Relegata in soffitta dal disciplinare di produzione della Valpolicella quasi una ventina di anni fa, negli ultimi anni il vitigno Molinara si sta riaffacciando in molte produzioni. Con discrezione, senza clamori, un vino dopo l’altro si sta ri-conquistando un suo spazio.
La Valpolicella è sempre stata una zona di vini da uvaggi. Il culto del vino da monivitigno non appartiene al suo DNA di terra di agricoltori che per campare coltivavano di tutto: cereali, alberi da frutto, vigneti. In passato nei vigneti non si faceva troppa distinzione nemmeno tra una varietà e l’altra, e dato che Corvina, Rondinella e Molinara maturavano tutte più o meno nello stesso periodo, spesso si raccoglievano insieme. Nel tradizionale trio il ruolo della Molinara era più tecnico che estetico, diciamo: se la Corvina dava il frutto e la Rondinella i sentori floreali, la Molinara assicurava al vino finale sapidità e bevibilità. Una caratteristica, quest’ultima, che negli anni ’90 del secolo scorso finì per essere considerata più un difetto che un pregio, a causa della moda parkeriana dei vinoni iperalcolici e fruits-bomb, e dunque considerata superflua e sacrificabile sull’altare dello stile internazionale. Il trio ufficiale di vini della Valpolicella diventò così Corvina, Corvinone e Rondinella. Chi ancora ce l’aveva, era libero di mettere nell’uvaggio anche la Molinara, sia pure in quantità modeste (dal 5 al 10%, raramente di più) pescandola da un discreto ventaglio di altre uve rosse autoctone autorizzate per la provincia di Verona..
Oggi però una serie di (fortunate?) coincidenze sta decisamente giocando a favore di un ritorno di questa varietà.
Climate change. I Romani in Valpolicella usavano l’appassimento (in locali chiusi) per maturare uve che a queste latitudini e con il clima dell’epoca rimanevano sempre un po’ crude (non a caso la Corvina era nota anche con il nome di Cruina, crudina). In tempi più recenti, per fare il loro vino più importante i contadini preferivano raccogliere le uve in anticipo e metterle ad appassire, piuttosto che aspettare che finissero di maturare in un periodo (metà settembre -ottobre) in cui le piogge autunnali erano una costante. In queste condizioni la Molinara non poteva che apparire come un’uva poco interessante e abbastanza inutile. Con l’innalzamento delle temperature, le estati quasi tropicali e la scarsità di piogge degli ultimi anni anche l’umile Molinara, che ama i luoghi soleggiati e asciutti, si è trovata molto più a suo agio, arrivando a sfoggiare al tempo della vendemmia dei grappoli quasi indistinguibili (per colore) da quelli della Corvina.

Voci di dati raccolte
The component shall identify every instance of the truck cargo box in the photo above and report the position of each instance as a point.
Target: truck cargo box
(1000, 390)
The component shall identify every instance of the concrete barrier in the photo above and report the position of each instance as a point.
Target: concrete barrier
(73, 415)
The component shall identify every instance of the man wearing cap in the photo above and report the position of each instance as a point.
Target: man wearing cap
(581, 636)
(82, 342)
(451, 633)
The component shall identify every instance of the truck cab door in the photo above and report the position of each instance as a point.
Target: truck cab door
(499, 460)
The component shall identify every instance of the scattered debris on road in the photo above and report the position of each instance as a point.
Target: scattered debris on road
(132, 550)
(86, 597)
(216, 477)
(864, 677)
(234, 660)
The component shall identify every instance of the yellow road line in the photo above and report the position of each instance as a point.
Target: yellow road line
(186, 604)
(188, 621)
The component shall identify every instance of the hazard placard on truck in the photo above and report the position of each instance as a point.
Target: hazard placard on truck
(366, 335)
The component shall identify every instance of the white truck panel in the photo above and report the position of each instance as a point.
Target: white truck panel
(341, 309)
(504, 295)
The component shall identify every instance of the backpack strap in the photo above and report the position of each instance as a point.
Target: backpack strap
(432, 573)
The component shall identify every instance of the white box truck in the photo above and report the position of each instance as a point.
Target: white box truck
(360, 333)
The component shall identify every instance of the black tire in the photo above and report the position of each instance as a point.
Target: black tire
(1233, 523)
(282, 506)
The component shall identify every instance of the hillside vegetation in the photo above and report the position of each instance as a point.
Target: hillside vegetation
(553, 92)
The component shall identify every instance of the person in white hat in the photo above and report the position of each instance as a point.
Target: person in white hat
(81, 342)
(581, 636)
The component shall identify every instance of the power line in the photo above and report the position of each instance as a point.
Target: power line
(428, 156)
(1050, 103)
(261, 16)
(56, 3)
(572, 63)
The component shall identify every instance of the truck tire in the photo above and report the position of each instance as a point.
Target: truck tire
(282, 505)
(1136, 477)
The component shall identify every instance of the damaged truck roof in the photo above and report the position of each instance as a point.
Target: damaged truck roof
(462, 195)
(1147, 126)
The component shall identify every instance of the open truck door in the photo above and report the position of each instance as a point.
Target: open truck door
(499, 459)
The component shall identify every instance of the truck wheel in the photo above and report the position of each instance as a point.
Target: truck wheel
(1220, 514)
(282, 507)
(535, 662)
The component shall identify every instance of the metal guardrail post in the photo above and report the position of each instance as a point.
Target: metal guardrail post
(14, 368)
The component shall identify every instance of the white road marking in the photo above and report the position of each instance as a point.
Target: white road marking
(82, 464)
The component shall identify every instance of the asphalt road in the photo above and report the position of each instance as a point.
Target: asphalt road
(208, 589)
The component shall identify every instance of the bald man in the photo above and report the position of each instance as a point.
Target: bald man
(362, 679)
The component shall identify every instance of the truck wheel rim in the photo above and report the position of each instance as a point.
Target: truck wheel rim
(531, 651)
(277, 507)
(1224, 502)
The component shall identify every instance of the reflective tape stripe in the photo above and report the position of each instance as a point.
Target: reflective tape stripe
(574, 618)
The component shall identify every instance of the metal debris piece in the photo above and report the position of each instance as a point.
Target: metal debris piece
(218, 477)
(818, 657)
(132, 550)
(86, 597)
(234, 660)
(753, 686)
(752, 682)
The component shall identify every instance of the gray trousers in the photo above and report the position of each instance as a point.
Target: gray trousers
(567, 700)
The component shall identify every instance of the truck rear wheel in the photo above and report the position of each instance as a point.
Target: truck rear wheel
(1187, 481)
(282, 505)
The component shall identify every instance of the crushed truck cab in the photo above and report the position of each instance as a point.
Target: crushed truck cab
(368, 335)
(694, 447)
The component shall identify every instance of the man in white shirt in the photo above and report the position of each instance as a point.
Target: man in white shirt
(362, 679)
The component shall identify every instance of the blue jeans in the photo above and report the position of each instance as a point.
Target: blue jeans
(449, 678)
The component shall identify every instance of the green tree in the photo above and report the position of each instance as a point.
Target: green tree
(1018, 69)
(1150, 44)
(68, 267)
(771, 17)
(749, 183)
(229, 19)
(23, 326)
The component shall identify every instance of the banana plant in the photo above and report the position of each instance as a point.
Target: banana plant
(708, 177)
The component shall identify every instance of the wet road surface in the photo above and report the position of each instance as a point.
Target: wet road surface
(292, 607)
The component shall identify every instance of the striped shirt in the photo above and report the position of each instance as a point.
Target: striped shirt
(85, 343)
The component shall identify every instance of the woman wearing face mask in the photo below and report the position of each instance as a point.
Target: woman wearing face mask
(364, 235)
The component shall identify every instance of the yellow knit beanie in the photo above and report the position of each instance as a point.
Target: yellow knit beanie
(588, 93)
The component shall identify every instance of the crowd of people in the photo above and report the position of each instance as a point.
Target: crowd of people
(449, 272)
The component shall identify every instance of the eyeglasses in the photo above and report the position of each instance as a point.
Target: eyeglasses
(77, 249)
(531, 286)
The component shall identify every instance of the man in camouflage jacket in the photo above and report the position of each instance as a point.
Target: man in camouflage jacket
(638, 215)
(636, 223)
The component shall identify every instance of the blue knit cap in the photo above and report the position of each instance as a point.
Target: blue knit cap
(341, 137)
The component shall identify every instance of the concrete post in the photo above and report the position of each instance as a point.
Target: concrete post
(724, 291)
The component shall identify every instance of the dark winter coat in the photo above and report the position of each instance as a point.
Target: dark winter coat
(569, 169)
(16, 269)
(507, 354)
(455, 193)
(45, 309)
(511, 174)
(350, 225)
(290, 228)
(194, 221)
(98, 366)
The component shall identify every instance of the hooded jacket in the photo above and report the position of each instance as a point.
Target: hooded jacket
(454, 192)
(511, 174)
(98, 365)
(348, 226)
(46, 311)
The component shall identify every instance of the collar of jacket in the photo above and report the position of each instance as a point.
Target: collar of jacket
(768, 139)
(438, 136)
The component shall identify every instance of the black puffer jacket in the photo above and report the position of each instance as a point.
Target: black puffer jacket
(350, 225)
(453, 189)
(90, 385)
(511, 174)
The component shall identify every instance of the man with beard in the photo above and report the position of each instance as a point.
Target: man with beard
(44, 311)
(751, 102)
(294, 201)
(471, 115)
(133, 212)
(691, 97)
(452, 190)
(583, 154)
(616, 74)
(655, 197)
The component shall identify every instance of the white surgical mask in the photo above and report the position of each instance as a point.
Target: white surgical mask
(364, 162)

* [OBIETTIVO DEL COMPITO]
Sai ricopiare parola per parola il brano sulla Molinara, tutto quello che va da "Relegata in soffitta" giù fino a "un suo spazio." compreso?

* [LA TUA SOLUZIONE]
Relegata in soffitta dal disciplinare di produzione della Valpolicella quasi una ventina di anni fa, negli ultimi anni il vitigno Molinara si sta riaffacciando in molte produzioni. Con discrezione, senza clamori, un vino dopo l’altro si sta ri-conquistando un suo spazio.